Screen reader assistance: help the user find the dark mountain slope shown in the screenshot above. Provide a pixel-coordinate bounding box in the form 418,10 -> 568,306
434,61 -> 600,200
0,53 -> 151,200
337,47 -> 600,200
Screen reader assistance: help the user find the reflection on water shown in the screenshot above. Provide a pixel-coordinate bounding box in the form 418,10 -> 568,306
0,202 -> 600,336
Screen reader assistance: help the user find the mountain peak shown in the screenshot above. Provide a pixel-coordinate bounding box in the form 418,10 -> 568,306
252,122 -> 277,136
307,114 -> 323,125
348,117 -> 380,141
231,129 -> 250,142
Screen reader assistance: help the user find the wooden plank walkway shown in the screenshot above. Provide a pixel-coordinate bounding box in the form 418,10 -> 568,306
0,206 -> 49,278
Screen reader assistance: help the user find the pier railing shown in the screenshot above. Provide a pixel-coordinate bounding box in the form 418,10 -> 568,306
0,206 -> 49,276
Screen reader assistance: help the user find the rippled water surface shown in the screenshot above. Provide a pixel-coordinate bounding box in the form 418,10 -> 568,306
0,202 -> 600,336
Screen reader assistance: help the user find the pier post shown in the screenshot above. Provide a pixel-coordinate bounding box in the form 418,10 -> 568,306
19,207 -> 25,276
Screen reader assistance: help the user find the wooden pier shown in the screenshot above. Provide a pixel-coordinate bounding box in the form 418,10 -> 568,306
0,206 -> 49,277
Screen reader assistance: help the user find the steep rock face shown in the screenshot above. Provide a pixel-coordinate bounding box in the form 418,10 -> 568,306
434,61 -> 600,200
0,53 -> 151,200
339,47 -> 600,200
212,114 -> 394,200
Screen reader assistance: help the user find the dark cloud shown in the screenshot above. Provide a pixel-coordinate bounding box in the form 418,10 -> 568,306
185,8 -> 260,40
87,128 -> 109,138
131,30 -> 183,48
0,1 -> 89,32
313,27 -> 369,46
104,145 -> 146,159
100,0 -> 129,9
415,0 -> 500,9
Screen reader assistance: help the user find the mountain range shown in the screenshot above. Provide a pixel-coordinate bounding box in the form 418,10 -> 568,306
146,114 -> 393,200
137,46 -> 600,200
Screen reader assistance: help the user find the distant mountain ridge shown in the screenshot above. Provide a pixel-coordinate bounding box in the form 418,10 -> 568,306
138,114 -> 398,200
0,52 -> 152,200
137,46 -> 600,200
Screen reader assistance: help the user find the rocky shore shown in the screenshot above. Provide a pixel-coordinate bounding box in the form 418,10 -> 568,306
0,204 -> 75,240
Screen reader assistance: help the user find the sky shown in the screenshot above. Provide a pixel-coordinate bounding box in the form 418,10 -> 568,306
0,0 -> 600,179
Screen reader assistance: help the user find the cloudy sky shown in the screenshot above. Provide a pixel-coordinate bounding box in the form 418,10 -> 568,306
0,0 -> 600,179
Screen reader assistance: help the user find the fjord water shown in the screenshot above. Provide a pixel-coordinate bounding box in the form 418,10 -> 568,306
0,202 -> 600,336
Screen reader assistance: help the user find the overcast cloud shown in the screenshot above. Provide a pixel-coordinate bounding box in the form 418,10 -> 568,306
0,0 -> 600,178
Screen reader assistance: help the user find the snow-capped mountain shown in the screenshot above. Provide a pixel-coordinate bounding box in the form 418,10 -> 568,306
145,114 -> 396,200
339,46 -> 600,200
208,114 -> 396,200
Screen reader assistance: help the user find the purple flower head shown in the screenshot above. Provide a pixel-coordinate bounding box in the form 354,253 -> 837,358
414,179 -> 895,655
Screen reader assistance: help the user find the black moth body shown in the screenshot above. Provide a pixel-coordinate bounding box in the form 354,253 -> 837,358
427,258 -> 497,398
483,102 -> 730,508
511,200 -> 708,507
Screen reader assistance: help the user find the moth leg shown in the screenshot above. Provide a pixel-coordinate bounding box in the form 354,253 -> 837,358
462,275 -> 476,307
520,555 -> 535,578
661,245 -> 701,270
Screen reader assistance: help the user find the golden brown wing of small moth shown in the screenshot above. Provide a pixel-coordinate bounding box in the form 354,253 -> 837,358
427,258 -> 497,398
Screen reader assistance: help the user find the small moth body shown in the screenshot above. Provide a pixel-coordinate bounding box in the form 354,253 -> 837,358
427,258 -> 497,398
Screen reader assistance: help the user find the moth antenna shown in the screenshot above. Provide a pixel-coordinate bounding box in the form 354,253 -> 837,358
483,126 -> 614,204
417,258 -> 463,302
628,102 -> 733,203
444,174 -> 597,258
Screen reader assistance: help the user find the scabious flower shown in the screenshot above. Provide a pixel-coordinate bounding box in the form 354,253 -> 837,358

* * *

# Instruction
Output the line containing "Screen reader assistance: help the user find the snow-capped" and all lines after it to the end of the records, exactly as given.

# The response
Screen reader assistance: help the user find the snow-capped mountain shown in the screenshot above. Provide a pixel-coordinate bounding box in the form 418,10 -> 568,306
145,114 -> 396,200
339,46 -> 600,200
208,114 -> 396,200
Screen reader assistance: help the user find the purple flower head shown in the screenshot above. Provide a pixel-coordinate bounding box in the form 354,253 -> 837,358
414,179 -> 895,655
Screen reader assistance: help the user find the black moth body shown in the screenshot above. Provide a pixel-coordinate bounding box in the form 354,253 -> 837,358
427,258 -> 497,398
483,102 -> 730,508
511,200 -> 708,507
Screen reader assistance: help the user find the moth leg shown in the screenshot above. Provide a pixel-coordinate bounding box in the form 354,253 -> 837,358
462,275 -> 476,307
520,555 -> 535,578
661,245 -> 701,270
Screen reader assistance: help the user find the golden brown wing of small moth shown in the screenshot above. Provide a pixel-coordinate bounding box in the form 354,253 -> 837,358
427,258 -> 497,398
Screen reader assistance: help the user find the small moth body shown in the screenshot above. Provide a pixel-coordinate bounding box in the form 354,253 -> 837,358
427,258 -> 497,398
Screen reader assistance: help the user find the moth antenna shown in the screenshot above. Provide a pixel-coordinate bounding box in the form 354,253 -> 837,358
483,126 -> 614,204
417,258 -> 463,302
628,102 -> 733,203
444,174 -> 597,258
Screen reader assistance: help the user find the scabious flower shown in the screenshot above. Provide a pixel-coordinate bounding box in the form 354,253 -> 837,358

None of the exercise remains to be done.